● EXERCISE OBJECTIVE:
Report every line of the records below that contains the string "woman", copying each such line in full. Matching is case-sensitive.

● EXERCISE INPUTS:
** start **
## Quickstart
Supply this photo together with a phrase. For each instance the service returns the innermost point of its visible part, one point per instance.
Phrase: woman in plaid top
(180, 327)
** end **
** start **
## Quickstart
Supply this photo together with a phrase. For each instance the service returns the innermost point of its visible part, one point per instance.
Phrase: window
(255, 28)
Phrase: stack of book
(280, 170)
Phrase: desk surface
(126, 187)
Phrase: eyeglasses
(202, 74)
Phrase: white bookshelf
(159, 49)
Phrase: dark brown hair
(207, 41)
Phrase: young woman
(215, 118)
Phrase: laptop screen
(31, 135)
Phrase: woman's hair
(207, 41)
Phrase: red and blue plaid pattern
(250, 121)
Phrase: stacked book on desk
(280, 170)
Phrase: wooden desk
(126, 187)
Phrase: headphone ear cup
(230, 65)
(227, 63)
** end **
● SOLUTION TO THE PROBLEM:
Phrase: woman in plaid top
Phrase: young woman
Phrase: woman's hair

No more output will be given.